_OBJECTIVE_
Can you return, unchanged, the lines from the one that contains "Expected behaviour: for each instance of the plant" to the last line, with the pictures left out?

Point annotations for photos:

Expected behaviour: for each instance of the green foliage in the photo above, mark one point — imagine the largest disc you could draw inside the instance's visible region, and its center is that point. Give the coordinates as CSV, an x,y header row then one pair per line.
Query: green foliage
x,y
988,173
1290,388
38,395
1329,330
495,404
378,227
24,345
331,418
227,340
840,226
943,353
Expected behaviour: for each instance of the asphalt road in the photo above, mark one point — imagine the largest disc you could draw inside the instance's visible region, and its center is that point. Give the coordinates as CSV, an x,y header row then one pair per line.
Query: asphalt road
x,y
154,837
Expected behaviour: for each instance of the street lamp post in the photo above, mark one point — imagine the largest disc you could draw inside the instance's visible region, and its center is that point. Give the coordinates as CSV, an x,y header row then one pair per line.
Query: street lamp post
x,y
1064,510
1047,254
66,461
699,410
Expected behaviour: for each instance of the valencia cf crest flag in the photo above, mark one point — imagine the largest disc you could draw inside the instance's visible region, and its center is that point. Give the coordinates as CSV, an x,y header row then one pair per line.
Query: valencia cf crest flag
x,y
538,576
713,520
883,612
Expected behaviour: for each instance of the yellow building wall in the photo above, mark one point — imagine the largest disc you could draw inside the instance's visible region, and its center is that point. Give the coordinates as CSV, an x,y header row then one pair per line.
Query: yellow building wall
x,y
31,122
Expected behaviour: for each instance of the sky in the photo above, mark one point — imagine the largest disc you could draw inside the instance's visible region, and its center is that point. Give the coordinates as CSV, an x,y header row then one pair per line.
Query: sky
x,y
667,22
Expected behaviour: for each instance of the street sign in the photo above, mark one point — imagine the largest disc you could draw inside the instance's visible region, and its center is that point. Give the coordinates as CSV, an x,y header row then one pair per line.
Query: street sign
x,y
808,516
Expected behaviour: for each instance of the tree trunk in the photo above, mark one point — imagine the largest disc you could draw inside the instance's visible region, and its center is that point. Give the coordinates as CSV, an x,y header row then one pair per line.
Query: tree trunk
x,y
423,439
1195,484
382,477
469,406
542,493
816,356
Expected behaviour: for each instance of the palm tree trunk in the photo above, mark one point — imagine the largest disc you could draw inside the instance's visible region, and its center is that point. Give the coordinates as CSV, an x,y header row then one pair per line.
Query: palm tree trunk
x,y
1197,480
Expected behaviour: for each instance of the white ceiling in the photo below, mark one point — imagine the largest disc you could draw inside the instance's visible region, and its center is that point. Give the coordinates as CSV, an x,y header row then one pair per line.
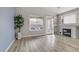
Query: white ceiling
x,y
45,10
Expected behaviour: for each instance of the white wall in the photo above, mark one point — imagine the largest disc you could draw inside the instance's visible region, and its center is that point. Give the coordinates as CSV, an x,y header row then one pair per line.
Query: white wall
x,y
6,27
27,13
73,30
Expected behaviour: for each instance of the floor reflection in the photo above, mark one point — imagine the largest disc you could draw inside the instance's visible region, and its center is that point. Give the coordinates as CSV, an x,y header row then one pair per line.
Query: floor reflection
x,y
48,43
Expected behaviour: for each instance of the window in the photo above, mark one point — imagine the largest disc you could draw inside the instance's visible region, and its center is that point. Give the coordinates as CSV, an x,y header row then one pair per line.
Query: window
x,y
35,24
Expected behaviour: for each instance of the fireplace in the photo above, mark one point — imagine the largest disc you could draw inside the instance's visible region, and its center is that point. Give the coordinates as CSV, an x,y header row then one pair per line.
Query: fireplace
x,y
67,32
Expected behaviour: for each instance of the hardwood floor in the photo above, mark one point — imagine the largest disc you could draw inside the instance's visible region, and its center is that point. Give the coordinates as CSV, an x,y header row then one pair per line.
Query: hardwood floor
x,y
48,43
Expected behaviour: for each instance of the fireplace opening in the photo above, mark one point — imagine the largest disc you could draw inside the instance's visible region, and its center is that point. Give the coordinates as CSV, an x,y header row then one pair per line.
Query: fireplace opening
x,y
67,32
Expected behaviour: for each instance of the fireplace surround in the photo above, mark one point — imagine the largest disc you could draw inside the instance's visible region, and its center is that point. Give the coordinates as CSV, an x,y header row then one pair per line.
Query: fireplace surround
x,y
66,32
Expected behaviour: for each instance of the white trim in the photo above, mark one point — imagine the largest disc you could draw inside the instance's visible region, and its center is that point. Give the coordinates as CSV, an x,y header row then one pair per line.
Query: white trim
x,y
9,46
35,35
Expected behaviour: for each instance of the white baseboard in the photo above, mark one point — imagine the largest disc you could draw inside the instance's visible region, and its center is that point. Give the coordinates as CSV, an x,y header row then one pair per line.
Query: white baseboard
x,y
35,35
9,46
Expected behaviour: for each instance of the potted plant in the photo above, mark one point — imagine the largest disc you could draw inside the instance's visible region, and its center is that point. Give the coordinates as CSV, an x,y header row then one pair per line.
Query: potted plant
x,y
19,22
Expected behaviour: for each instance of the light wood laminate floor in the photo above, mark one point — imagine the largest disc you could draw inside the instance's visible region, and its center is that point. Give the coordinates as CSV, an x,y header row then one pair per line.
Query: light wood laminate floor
x,y
48,43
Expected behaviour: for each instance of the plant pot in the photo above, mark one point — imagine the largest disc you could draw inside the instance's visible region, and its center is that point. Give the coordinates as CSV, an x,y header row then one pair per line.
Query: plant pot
x,y
19,35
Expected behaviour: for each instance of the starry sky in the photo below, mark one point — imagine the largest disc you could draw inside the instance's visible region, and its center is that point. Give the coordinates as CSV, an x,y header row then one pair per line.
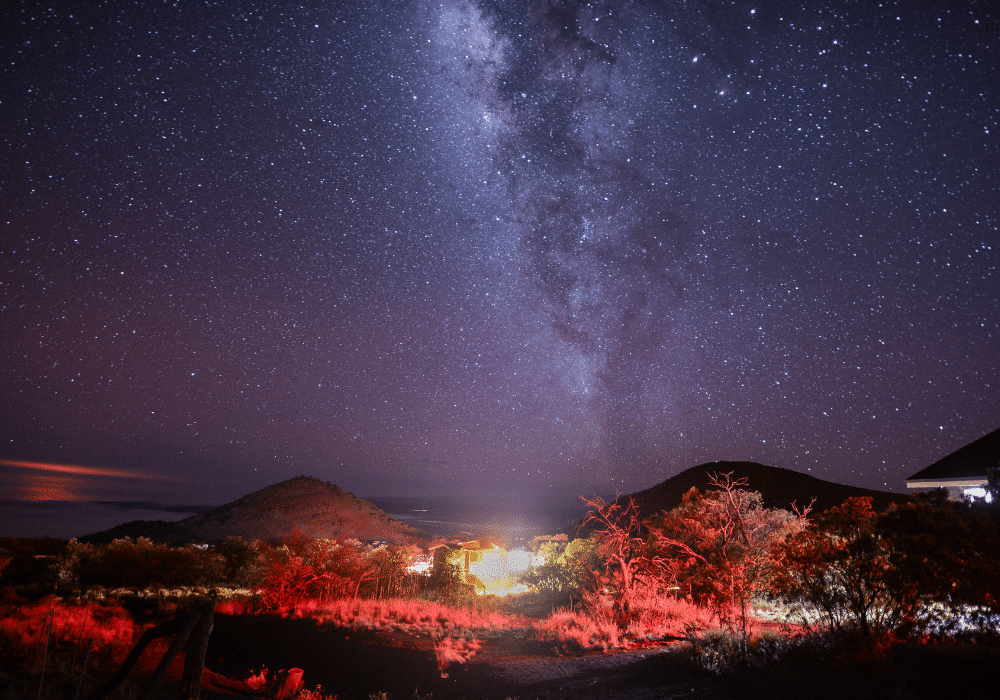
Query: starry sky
x,y
510,247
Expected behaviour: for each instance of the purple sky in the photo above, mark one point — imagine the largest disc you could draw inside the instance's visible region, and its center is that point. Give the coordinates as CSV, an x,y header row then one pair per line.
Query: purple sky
x,y
512,247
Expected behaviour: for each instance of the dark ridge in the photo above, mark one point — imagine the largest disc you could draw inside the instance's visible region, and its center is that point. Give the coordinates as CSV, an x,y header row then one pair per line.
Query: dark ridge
x,y
779,488
159,531
974,460
302,504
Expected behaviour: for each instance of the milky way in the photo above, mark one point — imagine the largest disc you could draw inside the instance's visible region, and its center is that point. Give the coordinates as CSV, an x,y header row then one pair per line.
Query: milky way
x,y
418,247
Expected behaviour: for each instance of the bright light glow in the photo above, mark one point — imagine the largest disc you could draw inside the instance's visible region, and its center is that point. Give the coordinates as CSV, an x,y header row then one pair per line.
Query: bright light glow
x,y
979,492
518,560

_RESPONSE TO THIS EXERCISE_
Expected behaviour: for each instance of the plant pot in the photo above, mark one point — imagine the largest disc you could draw inside the instance's visible region, and its center is that point. Give the coordinates as CSV, an x,y header row then one pair per line.
Query: plant pot
x,y
19,35
Expected behaviour: for each instance of the starry sky in the photo below, mark one point — imagine the largest disc you could draw inside the instance's visible region, and its center is that point. Give the coordinates as CSV, an x,y header row then one pair per line.
Query: starry sky
x,y
510,247
Expected behaviour: for each instance of the purple sky in the photo above, mark one point — imagine the largest disc you could draw inside the instance's visible region, and its center is that point. Give the coordinates as CSV, an x,y header row then one pair per line.
Query: purple sky
x,y
512,247
Expected behaviour: for each instance of the dark ridge in the photo above, mark one point — imagine the largest disc you could draw inside the instance's visible region, and its center is that point. Give the coordinates as CSV, an x,y header row then one pair per line.
Query: dark ridge
x,y
779,488
159,531
974,460
302,504
Expected behaviour: for each instance of the milky way in the photo above, mark one point — imagine the largest disc you could draw inside the instance's visible region, and its center is that point. Give the coordinates as CSV, an x,y header row then one pair per line.
Query: milky way
x,y
418,247
Expected behaviour: for each instance of the bright light glow in the photo above, mark one point — imagine the largest disc you could draw inside the instance's visible region, and its center is that point. Give the coordinates as CSV, an x,y header row then one pair per line.
Query: bright light glow
x,y
979,492
518,560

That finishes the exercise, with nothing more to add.